Exercise brief: Starting with the line that contains "of any mountain", reproduce each line through the end of the listing below, with no other output.

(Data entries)
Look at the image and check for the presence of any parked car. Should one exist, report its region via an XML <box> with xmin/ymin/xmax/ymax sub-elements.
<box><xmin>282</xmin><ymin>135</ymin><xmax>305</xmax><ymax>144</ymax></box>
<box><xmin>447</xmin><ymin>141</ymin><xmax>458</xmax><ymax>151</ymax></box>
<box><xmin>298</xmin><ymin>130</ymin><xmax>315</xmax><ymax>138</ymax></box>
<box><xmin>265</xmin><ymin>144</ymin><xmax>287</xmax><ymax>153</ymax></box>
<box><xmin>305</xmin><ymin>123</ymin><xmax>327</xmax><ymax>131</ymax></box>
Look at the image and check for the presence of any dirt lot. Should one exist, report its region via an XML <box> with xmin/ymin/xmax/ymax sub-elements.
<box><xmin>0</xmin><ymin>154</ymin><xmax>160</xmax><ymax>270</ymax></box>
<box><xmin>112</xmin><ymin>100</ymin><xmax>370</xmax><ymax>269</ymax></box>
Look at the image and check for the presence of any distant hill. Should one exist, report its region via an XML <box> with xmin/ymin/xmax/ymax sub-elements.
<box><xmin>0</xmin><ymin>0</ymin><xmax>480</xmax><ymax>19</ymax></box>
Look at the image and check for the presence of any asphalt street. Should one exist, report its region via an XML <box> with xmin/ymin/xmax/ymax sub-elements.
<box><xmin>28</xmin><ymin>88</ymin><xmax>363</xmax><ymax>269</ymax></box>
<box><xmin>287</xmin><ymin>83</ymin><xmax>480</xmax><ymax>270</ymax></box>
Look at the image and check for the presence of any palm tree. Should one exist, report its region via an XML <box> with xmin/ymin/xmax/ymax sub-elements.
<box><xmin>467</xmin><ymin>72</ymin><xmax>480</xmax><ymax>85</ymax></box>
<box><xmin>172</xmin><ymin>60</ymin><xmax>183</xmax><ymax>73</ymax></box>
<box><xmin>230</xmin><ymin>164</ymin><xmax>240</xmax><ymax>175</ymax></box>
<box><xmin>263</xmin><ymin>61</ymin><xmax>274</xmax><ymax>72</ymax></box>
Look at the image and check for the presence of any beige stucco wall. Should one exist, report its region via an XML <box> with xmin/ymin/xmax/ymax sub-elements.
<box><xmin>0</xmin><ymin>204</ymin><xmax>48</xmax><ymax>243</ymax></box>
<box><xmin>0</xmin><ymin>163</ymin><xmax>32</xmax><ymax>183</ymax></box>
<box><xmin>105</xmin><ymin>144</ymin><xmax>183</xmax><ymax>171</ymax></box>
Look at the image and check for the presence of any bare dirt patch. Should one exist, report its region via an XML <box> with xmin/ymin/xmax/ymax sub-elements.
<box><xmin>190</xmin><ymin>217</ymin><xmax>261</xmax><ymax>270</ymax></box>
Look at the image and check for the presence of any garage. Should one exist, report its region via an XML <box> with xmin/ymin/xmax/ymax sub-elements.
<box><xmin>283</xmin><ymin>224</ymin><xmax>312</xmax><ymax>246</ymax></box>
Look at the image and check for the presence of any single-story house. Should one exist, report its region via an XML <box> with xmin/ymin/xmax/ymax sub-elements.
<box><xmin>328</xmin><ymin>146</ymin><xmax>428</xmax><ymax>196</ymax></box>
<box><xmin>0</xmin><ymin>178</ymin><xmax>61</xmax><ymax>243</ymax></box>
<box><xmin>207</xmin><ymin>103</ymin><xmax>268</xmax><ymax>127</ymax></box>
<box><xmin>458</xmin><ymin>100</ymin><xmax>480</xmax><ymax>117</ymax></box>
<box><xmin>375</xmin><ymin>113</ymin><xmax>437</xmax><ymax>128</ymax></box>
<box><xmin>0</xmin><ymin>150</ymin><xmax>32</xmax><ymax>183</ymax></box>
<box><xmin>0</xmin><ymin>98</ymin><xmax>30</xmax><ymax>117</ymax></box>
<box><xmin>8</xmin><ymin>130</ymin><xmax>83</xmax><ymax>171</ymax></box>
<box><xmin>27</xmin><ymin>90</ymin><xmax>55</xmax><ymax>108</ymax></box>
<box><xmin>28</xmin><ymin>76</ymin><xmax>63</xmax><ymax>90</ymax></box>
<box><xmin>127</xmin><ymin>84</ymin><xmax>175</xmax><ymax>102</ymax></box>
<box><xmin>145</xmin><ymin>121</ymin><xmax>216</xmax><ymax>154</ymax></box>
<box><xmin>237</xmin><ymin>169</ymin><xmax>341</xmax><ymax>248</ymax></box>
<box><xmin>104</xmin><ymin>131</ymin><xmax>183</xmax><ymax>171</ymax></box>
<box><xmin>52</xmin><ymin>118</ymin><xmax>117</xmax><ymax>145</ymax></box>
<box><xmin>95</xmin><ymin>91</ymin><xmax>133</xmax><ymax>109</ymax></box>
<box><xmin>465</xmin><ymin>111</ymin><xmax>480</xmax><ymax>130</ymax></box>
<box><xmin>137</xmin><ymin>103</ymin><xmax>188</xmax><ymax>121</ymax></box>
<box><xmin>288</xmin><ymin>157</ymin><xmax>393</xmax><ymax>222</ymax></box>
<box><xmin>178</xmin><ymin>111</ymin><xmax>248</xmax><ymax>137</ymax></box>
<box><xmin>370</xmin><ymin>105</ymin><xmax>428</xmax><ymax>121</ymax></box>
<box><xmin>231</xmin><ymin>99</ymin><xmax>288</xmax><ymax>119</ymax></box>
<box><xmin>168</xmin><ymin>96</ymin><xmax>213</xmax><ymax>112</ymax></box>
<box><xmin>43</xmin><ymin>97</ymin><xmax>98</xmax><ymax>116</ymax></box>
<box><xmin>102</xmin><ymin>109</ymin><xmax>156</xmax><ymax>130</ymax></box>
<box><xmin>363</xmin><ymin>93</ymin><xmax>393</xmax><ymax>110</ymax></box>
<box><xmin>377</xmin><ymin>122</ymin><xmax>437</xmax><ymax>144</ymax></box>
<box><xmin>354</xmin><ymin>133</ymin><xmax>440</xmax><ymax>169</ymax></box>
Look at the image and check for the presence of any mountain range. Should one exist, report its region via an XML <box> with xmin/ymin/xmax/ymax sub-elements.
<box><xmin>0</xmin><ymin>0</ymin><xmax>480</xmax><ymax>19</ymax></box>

Task answer:
Look at the image and check for the presence of any mountain range. Should one exist, report its region via an XML <box> with xmin/ymin/xmax/ymax sub-elements.
<box><xmin>0</xmin><ymin>0</ymin><xmax>480</xmax><ymax>19</ymax></box>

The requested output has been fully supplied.